Instructions for the task ▸ List every line of the data below that contains the string "rear". Case matters.
....
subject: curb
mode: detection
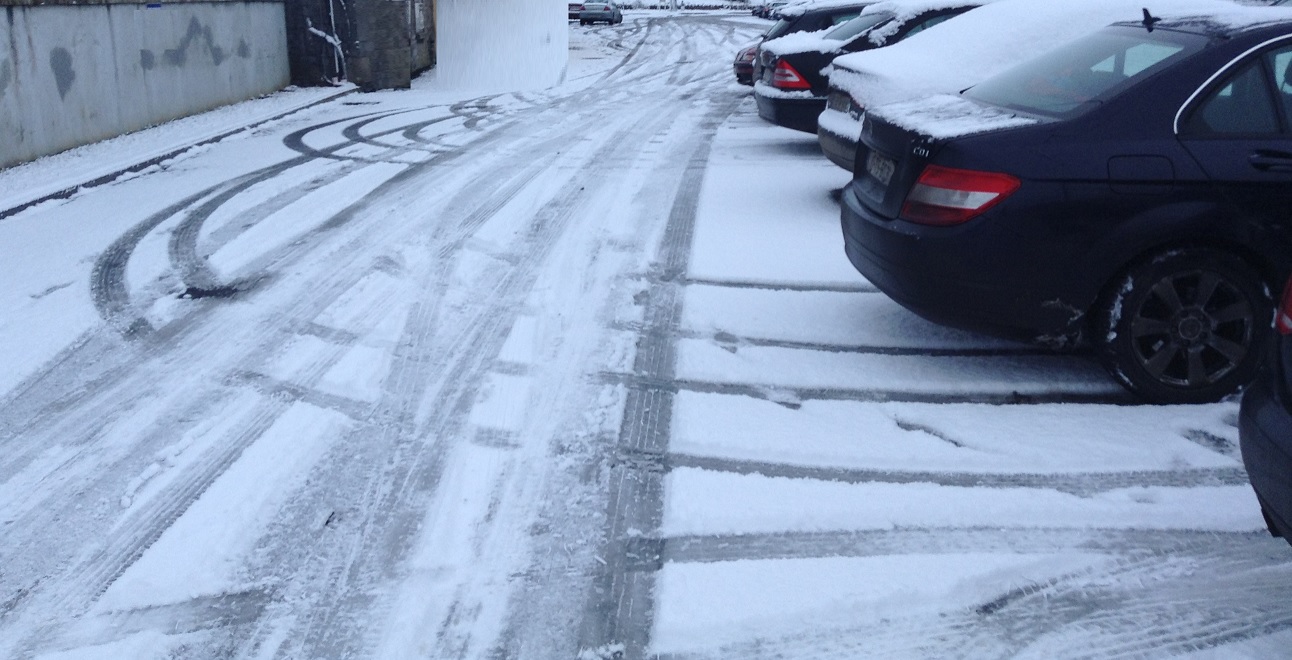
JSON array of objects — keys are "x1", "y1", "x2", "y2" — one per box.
[{"x1": 0, "y1": 88, "x2": 359, "y2": 220}]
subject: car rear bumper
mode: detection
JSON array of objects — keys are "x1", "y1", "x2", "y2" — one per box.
[
  {"x1": 841, "y1": 185, "x2": 1084, "y2": 347},
  {"x1": 1238, "y1": 360, "x2": 1292, "y2": 544},
  {"x1": 753, "y1": 92, "x2": 826, "y2": 133}
]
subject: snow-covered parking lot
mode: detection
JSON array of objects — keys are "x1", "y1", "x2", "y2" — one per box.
[{"x1": 0, "y1": 12, "x2": 1292, "y2": 660}]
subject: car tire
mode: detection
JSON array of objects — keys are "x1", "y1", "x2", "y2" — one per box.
[{"x1": 1094, "y1": 249, "x2": 1274, "y2": 403}]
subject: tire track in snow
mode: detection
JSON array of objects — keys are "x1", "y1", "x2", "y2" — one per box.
[
  {"x1": 666, "y1": 527, "x2": 1279, "y2": 564},
  {"x1": 0, "y1": 14, "x2": 764, "y2": 656},
  {"x1": 227, "y1": 80, "x2": 723, "y2": 655},
  {"x1": 580, "y1": 89, "x2": 738, "y2": 659}
]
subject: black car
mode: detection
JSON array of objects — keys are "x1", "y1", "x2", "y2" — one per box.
[
  {"x1": 731, "y1": 0, "x2": 876, "y2": 85},
  {"x1": 1238, "y1": 276, "x2": 1292, "y2": 544},
  {"x1": 842, "y1": 8, "x2": 1292, "y2": 403},
  {"x1": 753, "y1": 0, "x2": 979, "y2": 133}
]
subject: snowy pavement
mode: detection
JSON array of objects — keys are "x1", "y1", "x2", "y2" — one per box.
[{"x1": 0, "y1": 12, "x2": 1292, "y2": 660}]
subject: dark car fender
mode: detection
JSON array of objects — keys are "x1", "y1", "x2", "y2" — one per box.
[{"x1": 1072, "y1": 199, "x2": 1292, "y2": 322}]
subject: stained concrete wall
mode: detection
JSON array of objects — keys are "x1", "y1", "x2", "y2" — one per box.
[{"x1": 0, "y1": 1, "x2": 288, "y2": 167}]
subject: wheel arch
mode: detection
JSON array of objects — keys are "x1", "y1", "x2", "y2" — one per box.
[{"x1": 1085, "y1": 236, "x2": 1287, "y2": 337}]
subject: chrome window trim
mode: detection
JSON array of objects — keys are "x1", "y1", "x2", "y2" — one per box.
[{"x1": 1174, "y1": 35, "x2": 1292, "y2": 137}]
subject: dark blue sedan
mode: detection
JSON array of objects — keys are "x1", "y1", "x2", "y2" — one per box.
[
  {"x1": 842, "y1": 6, "x2": 1292, "y2": 403},
  {"x1": 1238, "y1": 282, "x2": 1292, "y2": 544}
]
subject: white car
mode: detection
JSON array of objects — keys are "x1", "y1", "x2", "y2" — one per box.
[{"x1": 817, "y1": 0, "x2": 1234, "y2": 172}]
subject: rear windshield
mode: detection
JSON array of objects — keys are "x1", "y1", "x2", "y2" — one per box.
[
  {"x1": 823, "y1": 12, "x2": 893, "y2": 41},
  {"x1": 965, "y1": 26, "x2": 1207, "y2": 119}
]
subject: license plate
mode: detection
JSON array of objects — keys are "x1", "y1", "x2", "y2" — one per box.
[{"x1": 866, "y1": 151, "x2": 897, "y2": 186}]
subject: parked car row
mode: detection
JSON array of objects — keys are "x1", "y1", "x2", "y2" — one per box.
[{"x1": 738, "y1": 0, "x2": 1292, "y2": 542}]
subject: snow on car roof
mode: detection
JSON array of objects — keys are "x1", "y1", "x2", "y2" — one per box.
[
  {"x1": 762, "y1": 17, "x2": 888, "y2": 57},
  {"x1": 829, "y1": 0, "x2": 1255, "y2": 113},
  {"x1": 866, "y1": 0, "x2": 1002, "y2": 45},
  {"x1": 1129, "y1": 3, "x2": 1292, "y2": 34},
  {"x1": 762, "y1": 0, "x2": 981, "y2": 56}
]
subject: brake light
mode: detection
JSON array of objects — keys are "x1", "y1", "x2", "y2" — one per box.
....
Final result ▸
subject: car rear bumper
subject: rear windshield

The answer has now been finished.